* [What you will do]:
a: How would you render the sentence "But one fact of teacher pay often gets overlooked." from the piece on teacher pay in Spanish?
b: Can you reproduce word for word the stretch of the piece on teacher pay that opens with the words containing "But one fact" and closes with "the pay roll."?

Start Extract provided

The same argument comes up time and again.  To really change education, we need to attract and retain better teachers.  To do that, we need to come up with creative incentives to alter the nature of teacher pay.  Pay more for performance, pay more for knowledge and skills, pay more for teachers in high-priority subject areas, pay more for teachers in high-risk schools.  All are compelling and, given that research clearly shows that money matters in attracting high quality teachers, all should be tried and tested in a nation that cries out for answers to schools in crisis.

 

But one fact of teacher pay often gets overlooked.  When analyzed over the course of a 30 year career and a 20+ year retirement period, teacher pay borders on the competitive.  Teachers with three decades or more of service often retire with $1 million+ in pension benefits (85% of which is contributed by taxpayer dollars) and lifelong, comprehensive health coverage.  And in some municipalities, we are beginning to see more retired teachers on the pension roll than active teachers on the pay roll.

 

Please do not mistake this for a teacher-bashing argument that rails against generous pensions.  If we had our druthers, we would so radically alter the educator compensation formula in this country that the phrase “why don’t you become a teacher?” would roll off a nagging mom’s lips as easily as “have you thought about becoming a doctor or lawyer?”

End Extract provided
Start Record list

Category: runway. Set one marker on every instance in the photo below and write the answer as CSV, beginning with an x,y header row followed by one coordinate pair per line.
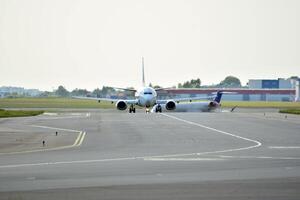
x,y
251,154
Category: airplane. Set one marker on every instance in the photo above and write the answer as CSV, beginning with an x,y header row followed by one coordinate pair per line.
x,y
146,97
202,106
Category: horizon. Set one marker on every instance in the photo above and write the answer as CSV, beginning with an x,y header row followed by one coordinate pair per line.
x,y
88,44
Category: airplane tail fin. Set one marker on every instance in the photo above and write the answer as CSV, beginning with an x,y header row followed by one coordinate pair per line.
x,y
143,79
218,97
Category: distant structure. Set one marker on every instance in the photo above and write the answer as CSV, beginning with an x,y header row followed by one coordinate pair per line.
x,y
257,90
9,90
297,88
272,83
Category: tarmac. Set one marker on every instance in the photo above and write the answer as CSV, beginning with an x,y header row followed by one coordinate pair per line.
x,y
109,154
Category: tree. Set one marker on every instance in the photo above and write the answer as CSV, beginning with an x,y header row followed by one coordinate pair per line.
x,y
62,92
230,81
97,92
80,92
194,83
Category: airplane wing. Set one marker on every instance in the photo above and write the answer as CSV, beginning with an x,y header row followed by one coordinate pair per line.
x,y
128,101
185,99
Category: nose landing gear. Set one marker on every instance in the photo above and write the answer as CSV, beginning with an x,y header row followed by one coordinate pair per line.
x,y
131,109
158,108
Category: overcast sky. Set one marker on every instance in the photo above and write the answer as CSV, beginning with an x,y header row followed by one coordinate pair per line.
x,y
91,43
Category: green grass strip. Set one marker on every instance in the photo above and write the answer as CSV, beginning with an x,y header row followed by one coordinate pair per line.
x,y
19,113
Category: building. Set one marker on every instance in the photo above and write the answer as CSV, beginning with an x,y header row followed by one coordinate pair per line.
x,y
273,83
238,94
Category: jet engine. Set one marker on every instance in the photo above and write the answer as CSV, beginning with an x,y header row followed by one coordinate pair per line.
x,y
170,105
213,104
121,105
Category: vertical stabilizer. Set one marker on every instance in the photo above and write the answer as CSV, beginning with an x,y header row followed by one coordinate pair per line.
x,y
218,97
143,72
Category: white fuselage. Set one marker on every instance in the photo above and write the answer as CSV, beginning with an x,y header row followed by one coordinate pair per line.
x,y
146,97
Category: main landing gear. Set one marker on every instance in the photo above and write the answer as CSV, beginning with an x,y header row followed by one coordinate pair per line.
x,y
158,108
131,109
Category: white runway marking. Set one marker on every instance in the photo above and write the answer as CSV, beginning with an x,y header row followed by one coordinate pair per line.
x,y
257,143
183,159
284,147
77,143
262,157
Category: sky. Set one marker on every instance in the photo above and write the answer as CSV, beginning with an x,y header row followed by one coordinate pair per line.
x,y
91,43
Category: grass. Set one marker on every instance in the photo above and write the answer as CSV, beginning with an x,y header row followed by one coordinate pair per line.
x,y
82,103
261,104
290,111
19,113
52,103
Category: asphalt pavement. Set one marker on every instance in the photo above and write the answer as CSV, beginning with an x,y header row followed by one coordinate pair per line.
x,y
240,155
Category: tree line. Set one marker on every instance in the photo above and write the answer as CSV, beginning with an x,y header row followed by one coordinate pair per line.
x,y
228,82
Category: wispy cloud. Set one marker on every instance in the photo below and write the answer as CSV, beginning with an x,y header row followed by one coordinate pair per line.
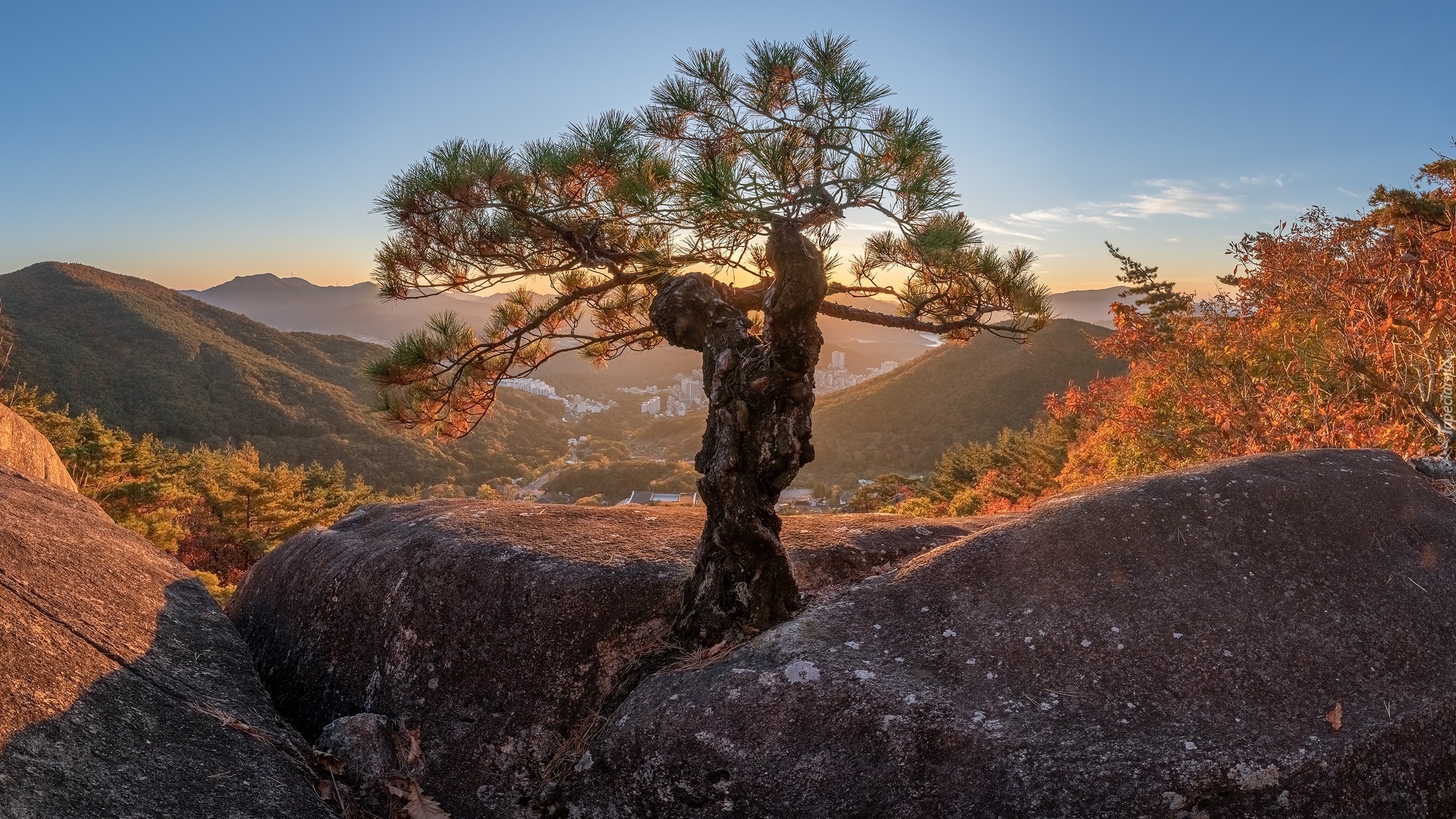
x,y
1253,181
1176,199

End Record list

* [Written responses]:
a: Pero un aspecto del salario de los docentes suele pasarse por alto.

b:
But one fact of teacher pay often gets overlooked.  When analyzed over the course of a 30 year career and a 20+ year retirement period, teacher pay borders on the competitive.  Teachers with three decades or more of service often retire with $1 million+ in pension benefits (85% of which is contributed by taxpayer dollars) and lifelong, comprehensive health coverage.  And in some municipalities, we are beginning to see more retired teachers on the pension roll than active teachers on the pay roll.